- Reading passage -
Jay Thomas (born October 18, 1960) is a former American college football coach, previously serving as the head football coach at Northwestern State University, a position he held from December 2012 until November 2017. He held the same capacity at Nicholls State University from 2004 to 2009. Thomas compiled an overall record of 48–71.

Coaching career
Thomas began his coaching career as a high school coach and subsequently served as an assistant coach at Louisiana State, Nicholls State and Southeast Missouri. He returned to Nicholls State as the defensive coordinator in 1999 and was elevated to the head coach position in 2004. Following his firing in 2009, Thomas spent two seasons as assistant head coach and defensive line coach at Northwestern State before becoming the defensive coordinator at Missouri Southern in 2012.

On December 20, 2012, Thomas was hired as the head coach at Northwestern State. He was let go by Northwestern State after the 2017 football.

- Data entries -
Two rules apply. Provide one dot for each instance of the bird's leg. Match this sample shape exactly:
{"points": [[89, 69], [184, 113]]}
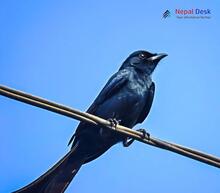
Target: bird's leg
{"points": [[128, 141], [113, 124]]}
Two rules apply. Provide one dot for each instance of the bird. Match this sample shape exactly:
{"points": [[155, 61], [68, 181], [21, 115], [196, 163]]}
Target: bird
{"points": [[126, 98]]}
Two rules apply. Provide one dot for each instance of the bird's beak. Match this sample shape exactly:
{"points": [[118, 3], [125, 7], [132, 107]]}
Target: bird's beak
{"points": [[157, 57]]}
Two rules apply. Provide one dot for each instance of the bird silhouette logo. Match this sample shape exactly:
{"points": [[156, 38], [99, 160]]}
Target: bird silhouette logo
{"points": [[166, 14]]}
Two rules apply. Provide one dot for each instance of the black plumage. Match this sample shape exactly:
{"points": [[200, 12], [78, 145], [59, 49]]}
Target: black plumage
{"points": [[127, 97]]}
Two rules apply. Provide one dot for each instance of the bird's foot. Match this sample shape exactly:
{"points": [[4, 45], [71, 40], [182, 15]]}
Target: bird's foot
{"points": [[114, 122], [145, 134], [128, 141]]}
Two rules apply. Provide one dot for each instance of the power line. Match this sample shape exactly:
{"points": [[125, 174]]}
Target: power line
{"points": [[82, 116]]}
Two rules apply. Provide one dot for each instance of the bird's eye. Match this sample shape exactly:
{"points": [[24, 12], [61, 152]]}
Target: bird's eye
{"points": [[142, 56]]}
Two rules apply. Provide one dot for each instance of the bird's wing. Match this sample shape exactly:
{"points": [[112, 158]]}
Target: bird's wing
{"points": [[115, 83], [146, 109]]}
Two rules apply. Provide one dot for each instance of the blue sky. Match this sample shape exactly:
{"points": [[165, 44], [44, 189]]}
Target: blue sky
{"points": [[66, 51]]}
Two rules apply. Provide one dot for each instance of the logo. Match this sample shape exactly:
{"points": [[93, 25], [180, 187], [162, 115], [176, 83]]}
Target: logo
{"points": [[166, 14], [193, 13]]}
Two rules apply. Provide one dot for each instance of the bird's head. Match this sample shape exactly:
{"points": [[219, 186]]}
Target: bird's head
{"points": [[143, 61]]}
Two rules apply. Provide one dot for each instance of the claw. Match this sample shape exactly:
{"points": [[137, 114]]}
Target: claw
{"points": [[128, 141], [114, 122], [145, 134]]}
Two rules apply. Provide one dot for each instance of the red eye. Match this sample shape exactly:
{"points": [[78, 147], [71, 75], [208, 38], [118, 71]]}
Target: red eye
{"points": [[142, 56]]}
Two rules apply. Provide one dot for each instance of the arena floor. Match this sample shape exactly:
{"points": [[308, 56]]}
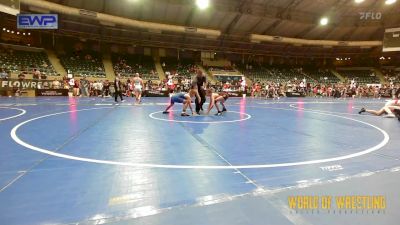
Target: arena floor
{"points": [[89, 161]]}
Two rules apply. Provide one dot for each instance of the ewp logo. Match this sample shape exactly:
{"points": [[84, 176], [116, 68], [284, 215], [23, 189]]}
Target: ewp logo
{"points": [[37, 21]]}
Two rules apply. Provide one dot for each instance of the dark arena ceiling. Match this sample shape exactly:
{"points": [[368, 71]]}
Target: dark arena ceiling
{"points": [[236, 20]]}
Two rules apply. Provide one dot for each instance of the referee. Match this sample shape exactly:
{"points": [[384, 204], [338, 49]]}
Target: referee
{"points": [[200, 81]]}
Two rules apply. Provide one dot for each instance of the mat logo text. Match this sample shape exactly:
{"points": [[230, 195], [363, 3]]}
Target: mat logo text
{"points": [[354, 202]]}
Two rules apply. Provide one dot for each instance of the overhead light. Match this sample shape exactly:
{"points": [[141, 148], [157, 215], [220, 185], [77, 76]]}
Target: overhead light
{"points": [[389, 2], [202, 4], [324, 21]]}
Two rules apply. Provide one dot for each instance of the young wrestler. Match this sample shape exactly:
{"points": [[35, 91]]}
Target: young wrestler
{"points": [[138, 85], [185, 99], [388, 109], [214, 99]]}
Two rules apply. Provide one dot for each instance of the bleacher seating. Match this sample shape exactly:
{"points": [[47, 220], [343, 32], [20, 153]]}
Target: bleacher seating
{"points": [[127, 65], [17, 61], [262, 73], [83, 64], [185, 68], [360, 76], [322, 76]]}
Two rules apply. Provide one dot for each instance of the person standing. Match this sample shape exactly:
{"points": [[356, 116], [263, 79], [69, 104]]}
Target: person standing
{"points": [[118, 89], [200, 81], [138, 85]]}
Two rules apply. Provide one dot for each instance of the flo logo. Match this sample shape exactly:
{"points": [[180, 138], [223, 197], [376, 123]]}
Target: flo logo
{"points": [[370, 15]]}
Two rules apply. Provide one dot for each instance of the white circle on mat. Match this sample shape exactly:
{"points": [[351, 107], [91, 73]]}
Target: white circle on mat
{"points": [[22, 112], [151, 115], [15, 137]]}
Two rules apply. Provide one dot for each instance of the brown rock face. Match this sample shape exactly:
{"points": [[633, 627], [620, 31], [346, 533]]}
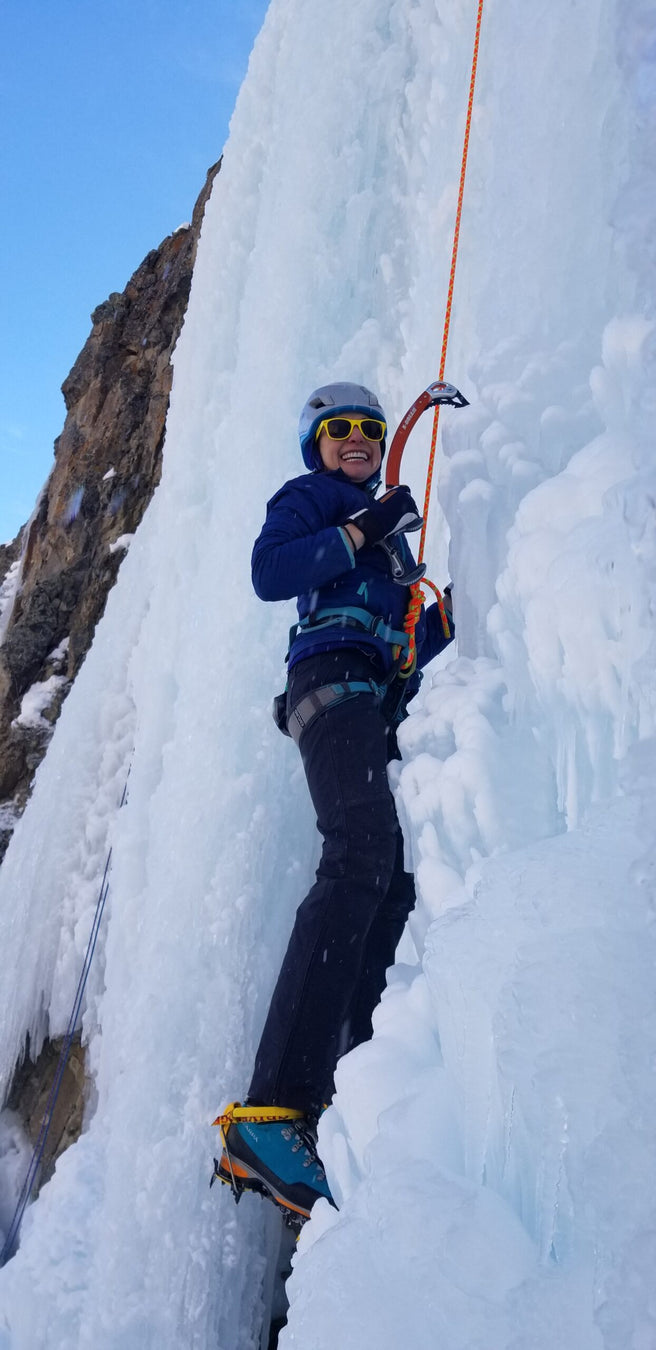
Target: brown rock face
{"points": [[107, 466]]}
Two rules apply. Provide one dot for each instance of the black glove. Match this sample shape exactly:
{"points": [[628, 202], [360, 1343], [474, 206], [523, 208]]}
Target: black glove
{"points": [[393, 513]]}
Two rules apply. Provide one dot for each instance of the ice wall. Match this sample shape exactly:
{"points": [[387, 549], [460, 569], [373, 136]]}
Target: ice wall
{"points": [[324, 254]]}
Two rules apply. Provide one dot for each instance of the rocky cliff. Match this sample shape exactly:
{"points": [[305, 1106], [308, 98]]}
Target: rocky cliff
{"points": [[56, 577]]}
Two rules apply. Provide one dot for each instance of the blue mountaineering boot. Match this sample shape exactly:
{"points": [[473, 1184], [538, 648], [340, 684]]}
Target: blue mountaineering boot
{"points": [[271, 1149]]}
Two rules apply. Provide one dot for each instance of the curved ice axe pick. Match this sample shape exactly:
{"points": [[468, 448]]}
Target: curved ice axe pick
{"points": [[439, 392]]}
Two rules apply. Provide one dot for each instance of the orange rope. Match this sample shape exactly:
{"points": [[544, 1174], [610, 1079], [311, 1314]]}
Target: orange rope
{"points": [[416, 593]]}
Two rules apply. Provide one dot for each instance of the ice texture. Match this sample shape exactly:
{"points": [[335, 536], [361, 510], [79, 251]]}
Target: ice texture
{"points": [[492, 1149]]}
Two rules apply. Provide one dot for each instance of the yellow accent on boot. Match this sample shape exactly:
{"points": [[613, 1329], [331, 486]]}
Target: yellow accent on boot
{"points": [[258, 1114]]}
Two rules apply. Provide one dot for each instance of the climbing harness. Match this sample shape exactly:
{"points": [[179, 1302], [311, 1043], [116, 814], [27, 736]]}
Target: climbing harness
{"points": [[61, 1068], [425, 400], [294, 721]]}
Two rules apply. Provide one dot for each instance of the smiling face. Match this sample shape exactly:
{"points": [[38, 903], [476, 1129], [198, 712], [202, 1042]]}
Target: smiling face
{"points": [[357, 456]]}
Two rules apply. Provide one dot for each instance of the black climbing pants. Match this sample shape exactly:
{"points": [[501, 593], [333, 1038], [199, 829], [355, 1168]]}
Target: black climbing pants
{"points": [[348, 926]]}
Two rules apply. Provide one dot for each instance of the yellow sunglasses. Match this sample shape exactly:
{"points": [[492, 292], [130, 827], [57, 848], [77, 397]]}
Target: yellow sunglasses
{"points": [[339, 428]]}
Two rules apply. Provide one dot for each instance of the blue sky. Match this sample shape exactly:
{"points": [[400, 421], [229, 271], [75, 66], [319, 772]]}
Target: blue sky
{"points": [[111, 112]]}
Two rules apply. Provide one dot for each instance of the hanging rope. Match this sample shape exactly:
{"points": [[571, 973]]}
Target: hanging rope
{"points": [[23, 1200], [416, 593]]}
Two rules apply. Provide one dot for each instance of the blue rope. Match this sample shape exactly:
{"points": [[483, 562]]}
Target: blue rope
{"points": [[61, 1068]]}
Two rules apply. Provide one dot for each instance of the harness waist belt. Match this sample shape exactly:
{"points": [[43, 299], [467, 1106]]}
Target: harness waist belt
{"points": [[351, 617], [316, 702]]}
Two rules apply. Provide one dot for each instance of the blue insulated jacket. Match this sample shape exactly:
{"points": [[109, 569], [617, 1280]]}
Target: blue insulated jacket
{"points": [[303, 552]]}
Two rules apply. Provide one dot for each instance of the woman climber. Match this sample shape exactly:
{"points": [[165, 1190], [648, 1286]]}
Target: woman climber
{"points": [[332, 544]]}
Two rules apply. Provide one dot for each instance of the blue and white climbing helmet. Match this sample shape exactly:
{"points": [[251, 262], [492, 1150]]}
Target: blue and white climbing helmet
{"points": [[328, 401]]}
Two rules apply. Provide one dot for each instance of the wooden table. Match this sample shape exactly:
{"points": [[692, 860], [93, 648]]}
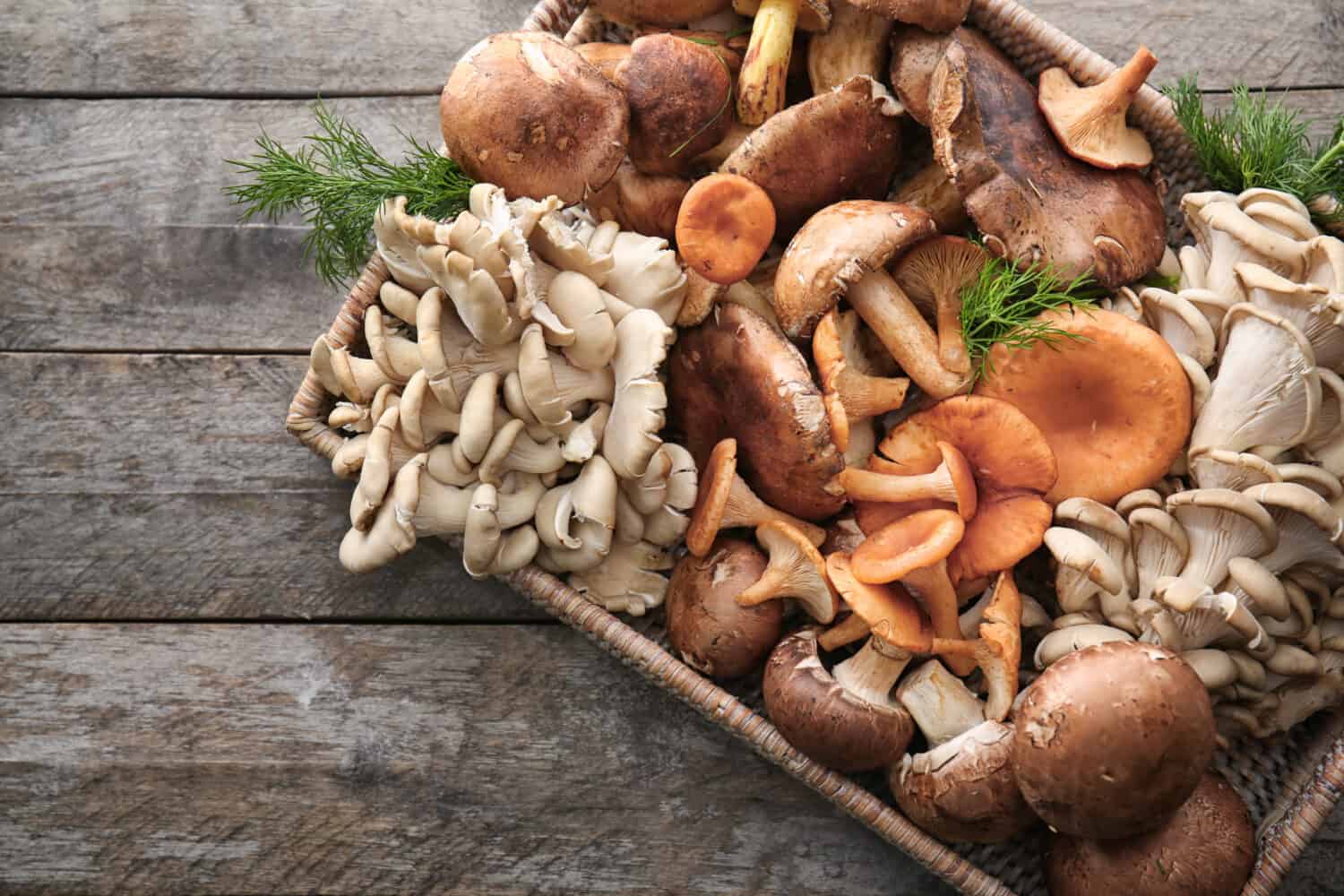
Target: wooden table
{"points": [[194, 696]]}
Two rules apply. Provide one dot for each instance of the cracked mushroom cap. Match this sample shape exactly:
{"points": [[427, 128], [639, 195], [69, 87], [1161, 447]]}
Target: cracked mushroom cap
{"points": [[964, 790], [527, 113], [737, 376], [1012, 465], [1090, 121], [819, 718], [838, 247], [1115, 402], [659, 13], [1034, 202], [843, 144], [707, 626], [1112, 739], [677, 90], [1207, 848]]}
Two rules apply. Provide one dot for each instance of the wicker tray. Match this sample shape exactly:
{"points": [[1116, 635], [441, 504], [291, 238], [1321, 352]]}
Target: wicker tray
{"points": [[1290, 783]]}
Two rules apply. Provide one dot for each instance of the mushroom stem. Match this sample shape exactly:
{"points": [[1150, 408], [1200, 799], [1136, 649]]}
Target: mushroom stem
{"points": [[886, 308], [874, 670], [766, 65]]}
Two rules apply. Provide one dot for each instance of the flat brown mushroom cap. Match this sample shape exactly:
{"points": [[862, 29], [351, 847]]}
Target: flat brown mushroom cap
{"points": [[1207, 848], [838, 247], [1116, 409], [1012, 463], [737, 376], [823, 720], [914, 56], [706, 625], [676, 90], [913, 543], [930, 15], [524, 112], [1034, 202], [973, 797], [843, 144], [711, 497], [1112, 739], [659, 13]]}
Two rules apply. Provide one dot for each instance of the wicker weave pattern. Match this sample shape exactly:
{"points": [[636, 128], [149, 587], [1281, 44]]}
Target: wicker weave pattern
{"points": [[1290, 785]]}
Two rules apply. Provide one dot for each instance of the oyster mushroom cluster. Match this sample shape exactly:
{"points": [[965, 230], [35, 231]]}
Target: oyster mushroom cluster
{"points": [[511, 398], [1234, 559]]}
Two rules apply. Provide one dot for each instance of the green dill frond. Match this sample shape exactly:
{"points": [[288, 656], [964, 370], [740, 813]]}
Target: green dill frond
{"points": [[336, 182], [1004, 306], [1258, 142]]}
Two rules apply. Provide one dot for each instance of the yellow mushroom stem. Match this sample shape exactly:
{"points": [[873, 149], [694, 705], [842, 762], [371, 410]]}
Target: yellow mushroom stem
{"points": [[766, 65]]}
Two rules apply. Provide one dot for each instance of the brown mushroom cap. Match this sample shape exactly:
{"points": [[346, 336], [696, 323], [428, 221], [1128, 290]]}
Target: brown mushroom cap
{"points": [[822, 719], [706, 625], [1034, 202], [1115, 406], [930, 15], [965, 788], [1207, 848], [659, 13], [677, 93], [1112, 739], [841, 144], [1012, 463], [914, 56], [737, 376], [524, 112], [838, 247]]}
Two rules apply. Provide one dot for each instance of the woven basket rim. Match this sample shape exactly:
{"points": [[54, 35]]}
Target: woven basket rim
{"points": [[1308, 796]]}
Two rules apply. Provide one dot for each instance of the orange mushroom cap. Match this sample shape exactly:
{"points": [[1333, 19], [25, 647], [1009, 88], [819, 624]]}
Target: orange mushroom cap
{"points": [[723, 228], [1115, 405]]}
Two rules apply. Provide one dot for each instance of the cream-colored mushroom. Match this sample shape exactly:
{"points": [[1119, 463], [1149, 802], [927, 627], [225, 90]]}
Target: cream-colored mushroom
{"points": [[628, 579], [392, 533], [632, 433], [487, 549]]}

- Exercise tasks -
a) In the Jay Thomas biography, in what year did Thomas return to Nicholls State as defensive coordinator?
b) Does each statement agree with the Jay Thomas biography? Answer yes or no for each, and quote the deciding words. (i) Thomas finished with an overall record of 48–71. (ii) Thomas became defensive coordinator at Missouri Southern in 2010. (iii) Thomas was once an assistant coach at Southeast Missouri.
c) Write out the part of the Jay Thomas biography starting at "Jay Thomas (born" and ending at "Southern in 2012.".

- Answers for the tasks -
a) 1999

b)
(i) Yes: "Thomas compiled an overall record of 48–71."
(ii) No: "becoming the defensive coordinator at Missouri Southern in 2012"
(iii) Yes: "served as an assistant coach at Louisiana State, Nicholls State and Southeast Missouri"

c)
Jay Thomas (born October 18, 1960) is a former American college football coach, previously serving as the head football coach at Northwestern State University, a position he held from December 2012 until November 2017. He held the same capacity at Nicholls State University from 2004 to 2009. Thomas compiled an overall record of 48–71.

Coaching career
Thomas began his coaching career as a high school coach and subsequently served as an assistant coach at Louisiana State, Nicholls State and Southeast Missouri. He returned to Nicholls State as the defensive coordinator in 1999 and was elevated to the head coach position in 2004. Following his firing in 2009, Thomas spent two seasons as assistant head coach and defensive line coach at Northwestern State before becoming the defensive coordinator at Missouri Southern in 2012.